* **Aim of the exercise**:
Reproduce every line of the records below word for word, leaving out the pictures.

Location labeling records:
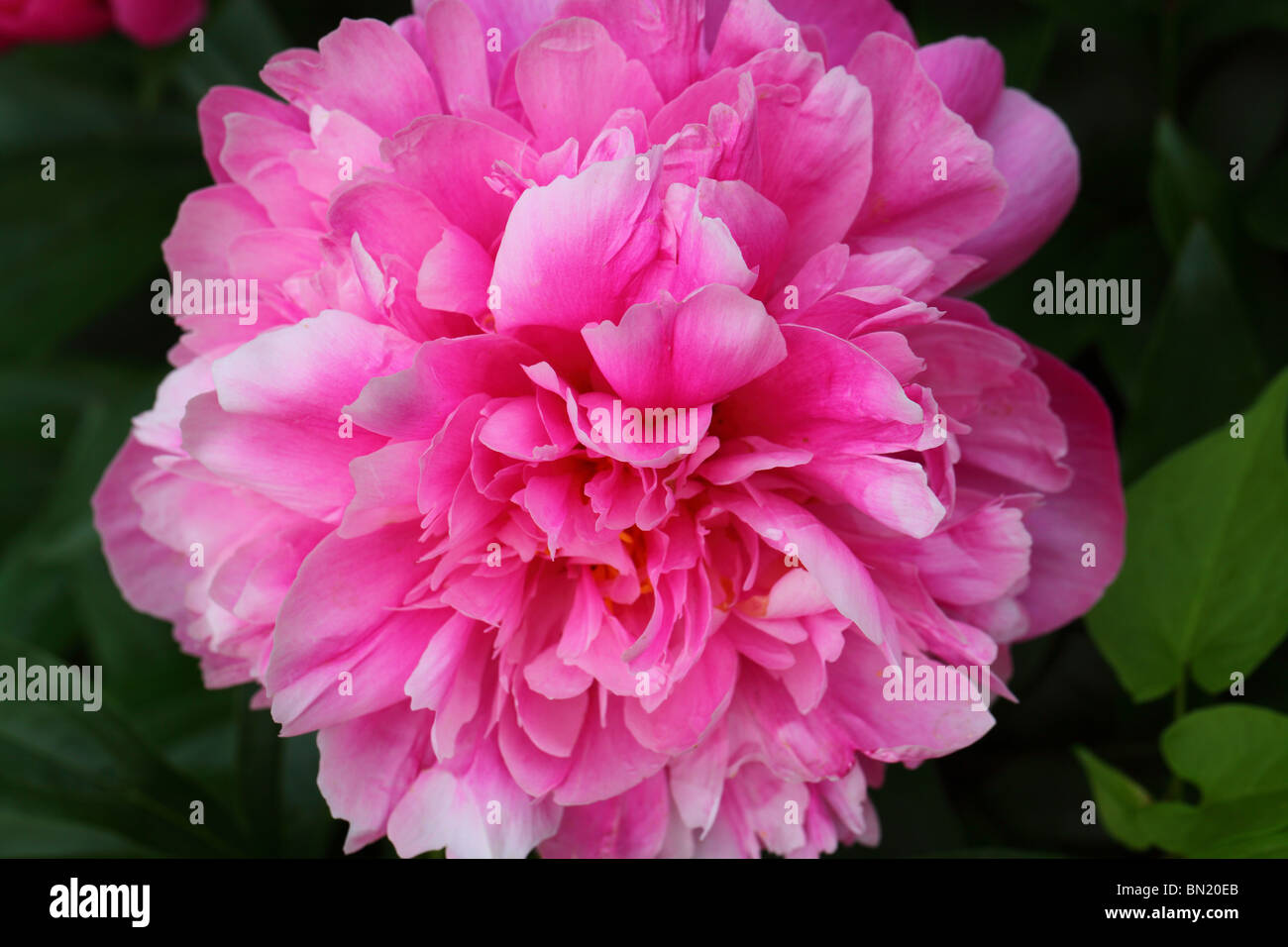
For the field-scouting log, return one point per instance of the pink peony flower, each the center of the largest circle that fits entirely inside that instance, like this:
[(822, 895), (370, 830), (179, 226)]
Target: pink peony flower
[(149, 22), (413, 495)]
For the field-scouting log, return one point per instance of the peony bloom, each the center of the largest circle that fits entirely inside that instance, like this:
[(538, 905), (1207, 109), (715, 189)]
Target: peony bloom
[(149, 22), (604, 427)]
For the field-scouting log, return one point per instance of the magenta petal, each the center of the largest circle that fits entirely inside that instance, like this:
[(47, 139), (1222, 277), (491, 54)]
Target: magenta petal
[(1034, 153), (571, 77), (690, 354), (912, 131), (364, 68), (969, 73)]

* **Written solution**:
For the field-scouting log, return one point per instance of the pink peony flower, each the center of the largest circle that fits entirely inside that instance, like this:
[(822, 895), (370, 830), (179, 226)]
Target: pink peony flower
[(149, 22), (413, 495)]
For the field-scouting log, return one point per instance of the peony bloom, each the center of the largest circle that fits entirely inside that instance, like this:
[(538, 905), (1207, 109), (715, 189)]
Target: peony bloom
[(149, 22), (604, 427)]
For the field-scouting log, return one point per instance of the magenta petal, each the center of the largest circle that fits entirely inside that instance, like this:
[(47, 139), (1222, 277), (491, 54)]
Target: magenta petal
[(1034, 153), (571, 77), (690, 354), (912, 131), (364, 68), (969, 73)]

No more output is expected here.